▶ _GIVEN REQUEST_:
Copy every one of the rows below word for word, changing nothing.

######

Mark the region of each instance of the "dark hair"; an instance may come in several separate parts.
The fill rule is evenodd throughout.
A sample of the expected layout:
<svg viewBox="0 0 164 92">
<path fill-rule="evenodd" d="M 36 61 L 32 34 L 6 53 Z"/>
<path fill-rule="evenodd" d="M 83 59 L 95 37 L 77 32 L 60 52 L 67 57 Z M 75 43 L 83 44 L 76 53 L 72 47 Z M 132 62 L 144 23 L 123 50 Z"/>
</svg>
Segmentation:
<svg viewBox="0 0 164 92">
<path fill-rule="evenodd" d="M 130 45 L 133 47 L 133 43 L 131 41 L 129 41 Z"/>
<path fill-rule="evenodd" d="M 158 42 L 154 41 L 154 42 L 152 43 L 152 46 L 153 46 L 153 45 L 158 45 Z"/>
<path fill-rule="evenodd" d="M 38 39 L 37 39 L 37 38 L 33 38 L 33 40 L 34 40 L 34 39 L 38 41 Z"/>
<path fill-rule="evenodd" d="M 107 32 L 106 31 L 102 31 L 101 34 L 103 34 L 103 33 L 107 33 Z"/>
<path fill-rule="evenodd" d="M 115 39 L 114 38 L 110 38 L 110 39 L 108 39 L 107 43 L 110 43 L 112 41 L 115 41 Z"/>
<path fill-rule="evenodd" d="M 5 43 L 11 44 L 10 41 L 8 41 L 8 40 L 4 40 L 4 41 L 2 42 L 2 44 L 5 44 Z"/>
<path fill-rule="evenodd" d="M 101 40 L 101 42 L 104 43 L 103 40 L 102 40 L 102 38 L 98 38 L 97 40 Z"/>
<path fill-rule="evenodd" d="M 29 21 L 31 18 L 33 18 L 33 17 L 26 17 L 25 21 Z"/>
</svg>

######

▶ _WORKED ANSWER_:
Mark the region of each instance of the "dark hair"; an instance may come in several separate parts.
The fill rule is evenodd throughout.
A sample of the expected layout:
<svg viewBox="0 0 164 92">
<path fill-rule="evenodd" d="M 36 61 L 32 34 L 6 53 Z"/>
<path fill-rule="evenodd" d="M 83 59 L 95 37 L 77 32 L 60 52 L 67 57 Z M 75 43 L 83 44 L 76 53 L 72 47 Z M 132 62 L 144 23 L 123 50 Z"/>
</svg>
Segmentation:
<svg viewBox="0 0 164 92">
<path fill-rule="evenodd" d="M 130 45 L 133 47 L 133 43 L 131 41 L 129 41 Z"/>
<path fill-rule="evenodd" d="M 158 42 L 154 41 L 154 42 L 152 43 L 152 46 L 153 46 L 153 45 L 158 45 Z"/>
<path fill-rule="evenodd" d="M 38 39 L 37 39 L 37 38 L 33 38 L 33 40 L 34 40 L 34 39 L 38 41 Z"/>
<path fill-rule="evenodd" d="M 107 32 L 106 31 L 102 31 L 101 34 L 103 34 L 103 33 L 107 33 Z"/>
<path fill-rule="evenodd" d="M 115 39 L 114 38 L 110 38 L 110 39 L 108 39 L 107 43 L 110 43 L 112 41 L 115 41 Z"/>
<path fill-rule="evenodd" d="M 5 43 L 11 44 L 10 41 L 8 41 L 8 40 L 4 40 L 4 41 L 2 42 L 2 44 L 5 44 Z"/>
<path fill-rule="evenodd" d="M 101 40 L 101 42 L 104 43 L 103 40 L 102 40 L 102 38 L 98 38 L 97 40 Z"/>
<path fill-rule="evenodd" d="M 29 21 L 31 18 L 33 18 L 33 17 L 26 17 L 25 21 Z"/>
</svg>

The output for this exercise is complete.